But the regional governor informed local officials that they were on the passenger list.
Wessel says one of the teachers who was on the plane had been married for less than six months.
He said: "It is a tragedy that makes one speechless and we will have to learn to deal with it."
Wessel added: "I was asked yesterday how many students there are at the high school in Haltern, and I said 1,283 without thinking — then had to say afterward, unfortunately 16 fewer since yesterday. And I find that so terrible."
The students had been on a week-long exchange program in Spain.
11:50 a.m. (1050 GMT, 6:50 a.m. EDT)
In Spain, flags flew at half-staff on government buildings and a minute of silence was held at legislative and government buildings across the country in memory of the Germanwings crash victims. Spain's national parliament canceled its normal Wednesday session out of respect.
Barcelona's Liceu opera house held two minutes of silence at noon in homage to two opera singers — Oleg Bryjak and Maria Radner — who took the flight after performing at the theater last weekend.
In the small northeastern town of Llinars del Valles, parents and children attended a memorial service at the Giola Institute for the 16 German high school students and their two teachers who had been on an exchange program there for a week before boarding the plane. A minute of silence was held at the town hall at midday.
11:40 a.m. (1040 GMT, 6:40 a.m. EDT)
A French prosecutor says a joint investigative team will seek details about the Germanwings plane that crashed.
Marseille prosecutor Brice Robin says French, Spanish and German authorities would formally request information Wednesday about the plane's maintenance and the conditions of its flight.
11:25 a.m. (1025 GMT, 6:25 a.m. EDT)
Britain's foreign secretary says the government believes that at least three Britons have died in the Germanwings disaster.
Philip Hammond also said Wednesday morning that "we can't rule out the possibility that there could be further British people involved."
10:10 a.m. (0910 GMT, 5:10 a.m. EDT)
Students at the main high school in the western German town of Haltern are gathering by an ever-growing memorial of candles and flowers, weeping and hugging as they mourn the loss of 16 classmates and two teachers who died in a crash in the French Alps.
Lara Beer says her best friend, Paula, was aboard the aircraft.
Wiping tears from her eyes, the 14-year-old Beer says she was waiting for the train her friend was supposed to be on, but went home when she saw Paula wasn't on it.
She says: "That's when my parents told me Paula was dead."
School classes have been cancelled but students are being encouraged to come in to talk with counsellors and friends. The crash of the Germanwings flight from Barcelona to Duesseldorf killed 150 people.
10 a.m. (0900 GMT, 5 a.m. EDT)
A Spanish school says a second group of about 30 German exchange students is in the Spanish town of Llinars del Valles, where 16 high schoolers stayed for a week before boarding a plane that crashed in the Alps.

DATA SUPPLIED:
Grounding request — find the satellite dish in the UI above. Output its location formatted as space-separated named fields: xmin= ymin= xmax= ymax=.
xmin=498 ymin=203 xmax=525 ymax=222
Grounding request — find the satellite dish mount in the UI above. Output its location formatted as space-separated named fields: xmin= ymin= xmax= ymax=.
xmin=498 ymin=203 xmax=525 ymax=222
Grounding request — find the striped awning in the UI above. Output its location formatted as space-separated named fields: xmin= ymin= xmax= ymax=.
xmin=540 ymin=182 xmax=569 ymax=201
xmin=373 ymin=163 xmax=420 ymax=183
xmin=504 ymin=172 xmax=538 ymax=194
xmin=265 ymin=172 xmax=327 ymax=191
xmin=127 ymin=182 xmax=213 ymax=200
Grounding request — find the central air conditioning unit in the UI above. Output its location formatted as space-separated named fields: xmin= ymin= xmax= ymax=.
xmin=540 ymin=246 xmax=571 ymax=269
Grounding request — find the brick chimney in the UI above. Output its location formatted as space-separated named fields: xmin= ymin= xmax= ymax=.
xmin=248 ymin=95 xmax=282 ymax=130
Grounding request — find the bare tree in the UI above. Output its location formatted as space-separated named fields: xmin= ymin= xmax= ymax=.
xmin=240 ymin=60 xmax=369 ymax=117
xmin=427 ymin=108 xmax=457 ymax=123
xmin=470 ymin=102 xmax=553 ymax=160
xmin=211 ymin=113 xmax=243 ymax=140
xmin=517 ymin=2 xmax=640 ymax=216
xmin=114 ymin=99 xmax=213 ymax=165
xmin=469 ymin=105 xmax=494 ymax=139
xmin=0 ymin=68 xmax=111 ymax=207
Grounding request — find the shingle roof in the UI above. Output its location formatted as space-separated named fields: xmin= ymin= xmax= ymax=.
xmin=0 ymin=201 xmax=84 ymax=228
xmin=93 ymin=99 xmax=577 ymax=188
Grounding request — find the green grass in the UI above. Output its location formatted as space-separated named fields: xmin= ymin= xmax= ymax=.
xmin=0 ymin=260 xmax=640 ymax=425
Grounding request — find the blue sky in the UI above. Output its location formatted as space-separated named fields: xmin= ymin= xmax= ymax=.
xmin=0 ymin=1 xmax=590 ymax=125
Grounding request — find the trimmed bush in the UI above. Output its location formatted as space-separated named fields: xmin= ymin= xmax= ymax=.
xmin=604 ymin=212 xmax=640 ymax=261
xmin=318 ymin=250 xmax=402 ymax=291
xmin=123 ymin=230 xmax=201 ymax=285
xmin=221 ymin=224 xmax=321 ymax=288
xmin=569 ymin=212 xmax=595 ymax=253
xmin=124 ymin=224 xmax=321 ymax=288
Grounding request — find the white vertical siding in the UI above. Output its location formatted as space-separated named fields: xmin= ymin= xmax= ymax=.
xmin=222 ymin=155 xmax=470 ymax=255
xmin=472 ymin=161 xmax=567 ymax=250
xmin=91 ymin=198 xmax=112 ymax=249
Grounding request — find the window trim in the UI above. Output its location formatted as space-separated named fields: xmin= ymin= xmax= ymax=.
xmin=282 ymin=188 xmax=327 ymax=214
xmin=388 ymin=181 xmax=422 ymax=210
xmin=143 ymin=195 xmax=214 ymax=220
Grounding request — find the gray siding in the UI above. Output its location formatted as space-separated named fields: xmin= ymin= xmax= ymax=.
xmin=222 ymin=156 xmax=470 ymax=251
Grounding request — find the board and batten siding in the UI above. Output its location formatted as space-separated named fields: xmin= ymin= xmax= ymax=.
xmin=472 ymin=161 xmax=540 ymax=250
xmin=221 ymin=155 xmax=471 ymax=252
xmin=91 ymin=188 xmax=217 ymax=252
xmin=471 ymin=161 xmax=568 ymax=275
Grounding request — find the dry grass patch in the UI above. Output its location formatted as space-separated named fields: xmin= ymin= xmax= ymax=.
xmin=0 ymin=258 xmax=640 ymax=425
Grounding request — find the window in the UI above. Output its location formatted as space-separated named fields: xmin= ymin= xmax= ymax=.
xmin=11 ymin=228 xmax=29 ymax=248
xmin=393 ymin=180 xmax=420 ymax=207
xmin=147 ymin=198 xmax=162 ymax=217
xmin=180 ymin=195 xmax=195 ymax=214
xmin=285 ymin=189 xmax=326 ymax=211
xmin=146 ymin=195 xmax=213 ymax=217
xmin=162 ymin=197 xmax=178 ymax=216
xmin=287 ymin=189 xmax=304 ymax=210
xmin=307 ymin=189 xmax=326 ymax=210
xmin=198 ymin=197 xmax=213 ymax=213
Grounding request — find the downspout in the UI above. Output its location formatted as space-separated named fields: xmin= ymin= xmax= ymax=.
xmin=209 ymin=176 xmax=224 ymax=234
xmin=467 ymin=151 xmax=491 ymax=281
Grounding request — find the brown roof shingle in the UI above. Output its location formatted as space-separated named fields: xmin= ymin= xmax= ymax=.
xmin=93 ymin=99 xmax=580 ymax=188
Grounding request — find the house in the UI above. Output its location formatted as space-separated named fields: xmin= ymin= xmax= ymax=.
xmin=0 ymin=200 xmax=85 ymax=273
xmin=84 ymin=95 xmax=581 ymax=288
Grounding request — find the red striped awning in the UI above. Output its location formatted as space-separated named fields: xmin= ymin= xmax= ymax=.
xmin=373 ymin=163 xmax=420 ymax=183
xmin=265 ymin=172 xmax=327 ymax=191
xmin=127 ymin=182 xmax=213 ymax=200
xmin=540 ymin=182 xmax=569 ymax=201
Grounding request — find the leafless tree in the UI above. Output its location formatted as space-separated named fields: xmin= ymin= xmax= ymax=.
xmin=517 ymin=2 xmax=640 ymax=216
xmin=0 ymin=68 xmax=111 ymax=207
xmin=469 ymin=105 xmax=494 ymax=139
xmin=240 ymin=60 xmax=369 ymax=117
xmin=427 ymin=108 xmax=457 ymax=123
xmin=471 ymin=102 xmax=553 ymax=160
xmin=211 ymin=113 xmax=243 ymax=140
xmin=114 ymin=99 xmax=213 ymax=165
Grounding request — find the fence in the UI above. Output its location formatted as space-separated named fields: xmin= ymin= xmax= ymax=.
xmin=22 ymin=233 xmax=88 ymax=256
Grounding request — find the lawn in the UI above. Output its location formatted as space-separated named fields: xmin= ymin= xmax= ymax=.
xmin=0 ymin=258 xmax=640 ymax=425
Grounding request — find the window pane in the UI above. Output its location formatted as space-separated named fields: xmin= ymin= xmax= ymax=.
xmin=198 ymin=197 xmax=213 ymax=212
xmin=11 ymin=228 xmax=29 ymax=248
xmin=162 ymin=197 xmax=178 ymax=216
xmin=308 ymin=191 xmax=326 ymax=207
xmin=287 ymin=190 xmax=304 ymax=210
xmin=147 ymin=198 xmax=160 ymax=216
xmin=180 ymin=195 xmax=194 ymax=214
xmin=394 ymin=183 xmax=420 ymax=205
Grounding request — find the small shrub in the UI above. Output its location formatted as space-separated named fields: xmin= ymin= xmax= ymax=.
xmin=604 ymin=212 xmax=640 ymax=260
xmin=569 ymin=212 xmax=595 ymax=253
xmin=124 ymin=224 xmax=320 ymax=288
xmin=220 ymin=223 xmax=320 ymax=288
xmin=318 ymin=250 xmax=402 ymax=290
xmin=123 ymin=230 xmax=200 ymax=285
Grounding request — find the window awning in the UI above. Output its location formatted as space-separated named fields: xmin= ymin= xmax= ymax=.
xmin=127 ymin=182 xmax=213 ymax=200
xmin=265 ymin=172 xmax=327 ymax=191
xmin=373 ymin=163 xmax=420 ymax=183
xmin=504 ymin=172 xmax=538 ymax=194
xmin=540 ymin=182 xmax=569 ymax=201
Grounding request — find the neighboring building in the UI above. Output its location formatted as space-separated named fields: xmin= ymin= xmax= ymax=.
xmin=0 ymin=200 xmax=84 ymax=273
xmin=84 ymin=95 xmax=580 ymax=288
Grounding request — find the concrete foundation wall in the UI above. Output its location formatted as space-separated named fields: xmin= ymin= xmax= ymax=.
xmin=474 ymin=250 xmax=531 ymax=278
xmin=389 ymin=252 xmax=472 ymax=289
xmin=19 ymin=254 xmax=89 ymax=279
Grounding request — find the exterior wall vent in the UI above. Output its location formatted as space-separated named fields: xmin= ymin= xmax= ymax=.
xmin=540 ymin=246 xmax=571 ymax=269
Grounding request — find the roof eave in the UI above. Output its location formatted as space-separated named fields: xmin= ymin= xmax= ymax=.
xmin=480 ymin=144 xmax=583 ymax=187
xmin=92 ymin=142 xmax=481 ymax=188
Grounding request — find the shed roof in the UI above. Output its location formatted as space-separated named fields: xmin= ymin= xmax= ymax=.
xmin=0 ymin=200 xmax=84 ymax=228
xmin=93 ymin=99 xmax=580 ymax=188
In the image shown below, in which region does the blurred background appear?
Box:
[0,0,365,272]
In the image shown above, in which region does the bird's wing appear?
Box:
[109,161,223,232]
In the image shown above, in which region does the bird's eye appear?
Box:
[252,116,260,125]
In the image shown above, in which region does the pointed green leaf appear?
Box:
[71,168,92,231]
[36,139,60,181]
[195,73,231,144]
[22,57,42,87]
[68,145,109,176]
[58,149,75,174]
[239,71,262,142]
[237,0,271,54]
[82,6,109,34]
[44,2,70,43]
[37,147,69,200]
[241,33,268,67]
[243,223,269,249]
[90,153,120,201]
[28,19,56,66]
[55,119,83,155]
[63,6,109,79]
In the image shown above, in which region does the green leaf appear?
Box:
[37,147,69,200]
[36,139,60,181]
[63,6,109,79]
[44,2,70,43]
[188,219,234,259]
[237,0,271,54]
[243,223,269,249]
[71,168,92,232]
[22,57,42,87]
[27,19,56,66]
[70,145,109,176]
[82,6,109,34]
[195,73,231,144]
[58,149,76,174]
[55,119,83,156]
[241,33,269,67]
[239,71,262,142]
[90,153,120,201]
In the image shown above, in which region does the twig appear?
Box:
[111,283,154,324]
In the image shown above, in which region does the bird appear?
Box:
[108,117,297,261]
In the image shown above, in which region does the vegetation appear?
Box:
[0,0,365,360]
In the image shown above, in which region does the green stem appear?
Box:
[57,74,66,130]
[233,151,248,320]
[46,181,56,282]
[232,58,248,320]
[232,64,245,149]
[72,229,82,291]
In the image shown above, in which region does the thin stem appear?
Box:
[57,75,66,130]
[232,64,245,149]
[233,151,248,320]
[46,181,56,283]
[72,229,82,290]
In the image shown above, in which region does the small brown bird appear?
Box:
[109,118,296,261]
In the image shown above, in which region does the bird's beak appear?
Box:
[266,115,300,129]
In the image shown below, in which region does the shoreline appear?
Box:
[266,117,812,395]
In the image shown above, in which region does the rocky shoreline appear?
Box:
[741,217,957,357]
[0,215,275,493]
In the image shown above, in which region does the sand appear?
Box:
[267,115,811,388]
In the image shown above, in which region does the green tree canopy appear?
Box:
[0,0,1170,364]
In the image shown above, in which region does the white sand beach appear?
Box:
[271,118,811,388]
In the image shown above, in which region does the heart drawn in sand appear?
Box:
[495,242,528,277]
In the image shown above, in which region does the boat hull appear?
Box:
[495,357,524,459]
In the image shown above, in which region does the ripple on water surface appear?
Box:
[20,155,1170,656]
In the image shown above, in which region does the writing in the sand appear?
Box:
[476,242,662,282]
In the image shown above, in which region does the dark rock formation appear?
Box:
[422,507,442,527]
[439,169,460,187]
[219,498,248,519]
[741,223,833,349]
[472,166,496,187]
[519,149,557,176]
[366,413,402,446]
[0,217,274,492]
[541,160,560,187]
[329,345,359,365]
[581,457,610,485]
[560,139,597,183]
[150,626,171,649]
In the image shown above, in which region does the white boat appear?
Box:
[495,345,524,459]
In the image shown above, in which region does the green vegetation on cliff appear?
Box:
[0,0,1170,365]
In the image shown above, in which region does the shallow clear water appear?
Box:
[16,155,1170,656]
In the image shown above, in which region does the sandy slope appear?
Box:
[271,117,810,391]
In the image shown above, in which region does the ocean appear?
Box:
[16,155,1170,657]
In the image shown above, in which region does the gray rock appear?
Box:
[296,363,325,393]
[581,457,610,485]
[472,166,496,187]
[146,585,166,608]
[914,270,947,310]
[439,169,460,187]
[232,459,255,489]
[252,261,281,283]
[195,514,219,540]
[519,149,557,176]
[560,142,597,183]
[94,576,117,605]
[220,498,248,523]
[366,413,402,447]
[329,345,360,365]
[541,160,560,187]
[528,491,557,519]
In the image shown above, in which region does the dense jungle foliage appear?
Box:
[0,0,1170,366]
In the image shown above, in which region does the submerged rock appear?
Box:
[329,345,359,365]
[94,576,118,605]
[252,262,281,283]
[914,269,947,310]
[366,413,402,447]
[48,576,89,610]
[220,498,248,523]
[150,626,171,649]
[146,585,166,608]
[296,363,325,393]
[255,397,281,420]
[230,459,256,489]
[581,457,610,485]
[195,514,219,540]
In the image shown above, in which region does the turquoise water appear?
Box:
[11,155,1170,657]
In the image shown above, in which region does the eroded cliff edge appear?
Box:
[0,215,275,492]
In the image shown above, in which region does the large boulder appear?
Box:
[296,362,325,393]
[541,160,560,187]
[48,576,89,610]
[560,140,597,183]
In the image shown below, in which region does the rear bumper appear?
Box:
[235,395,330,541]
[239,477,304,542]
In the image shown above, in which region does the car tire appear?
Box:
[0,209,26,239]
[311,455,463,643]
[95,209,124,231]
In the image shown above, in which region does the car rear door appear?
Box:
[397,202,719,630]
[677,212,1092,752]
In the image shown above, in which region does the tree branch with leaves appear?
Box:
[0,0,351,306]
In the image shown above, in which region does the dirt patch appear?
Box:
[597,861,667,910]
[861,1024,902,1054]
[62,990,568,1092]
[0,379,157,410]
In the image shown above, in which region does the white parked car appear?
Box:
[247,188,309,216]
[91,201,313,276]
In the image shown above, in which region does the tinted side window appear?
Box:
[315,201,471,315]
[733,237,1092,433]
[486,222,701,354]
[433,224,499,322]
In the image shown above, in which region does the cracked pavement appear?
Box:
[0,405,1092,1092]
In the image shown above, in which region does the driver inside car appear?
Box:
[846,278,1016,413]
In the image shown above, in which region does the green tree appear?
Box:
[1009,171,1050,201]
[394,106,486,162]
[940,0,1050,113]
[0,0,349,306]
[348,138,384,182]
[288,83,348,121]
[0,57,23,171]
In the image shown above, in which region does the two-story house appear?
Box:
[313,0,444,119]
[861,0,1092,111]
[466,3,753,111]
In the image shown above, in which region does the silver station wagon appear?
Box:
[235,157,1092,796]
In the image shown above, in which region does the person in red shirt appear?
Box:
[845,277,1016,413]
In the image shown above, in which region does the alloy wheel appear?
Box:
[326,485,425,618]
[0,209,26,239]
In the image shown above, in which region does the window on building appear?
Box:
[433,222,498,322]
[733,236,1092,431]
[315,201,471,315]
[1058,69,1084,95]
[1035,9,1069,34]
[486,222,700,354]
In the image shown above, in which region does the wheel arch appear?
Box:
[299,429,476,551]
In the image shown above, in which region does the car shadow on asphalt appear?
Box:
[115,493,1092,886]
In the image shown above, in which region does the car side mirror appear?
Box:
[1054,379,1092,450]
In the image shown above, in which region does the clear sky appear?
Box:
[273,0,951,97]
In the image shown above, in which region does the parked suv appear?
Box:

JOBS:
(a) In the crash updates, condense the paragraph beginning "In Spain, flags flew" into a shorter version that keeps its main facts.
(b) Print the passage of the crash updates starting at "Philip Hammond also" and ending at "the French Alps.".
(c) In the crash updates, which two opera singers did Barcelona's Liceu opera house honor with two minutes of silence?

SOLUTION SET:
(a) Spain flew flags at half-staff on government buildings and held a minute of silence at legislative and government buildings nationwide for the Germanwings crash victims. The national parliament canceled its usual Wednesday session out of respect.

(b)
Philip Hammond also said Wednesday morning that "we can't rule out the possibility that there could be further British people involved."
10:10 a.m. (0910 GMT, 5:10 a.m. EDT)
Students at the main high school in the western German town of Haltern are gathering by an ever-growing memorial of candles and flowers, weeping and hugging as they mourn the loss of 16 classmates and two teachers who died in a crash in the French Alps.

(c) Oleg Bryjak and Maria Radner.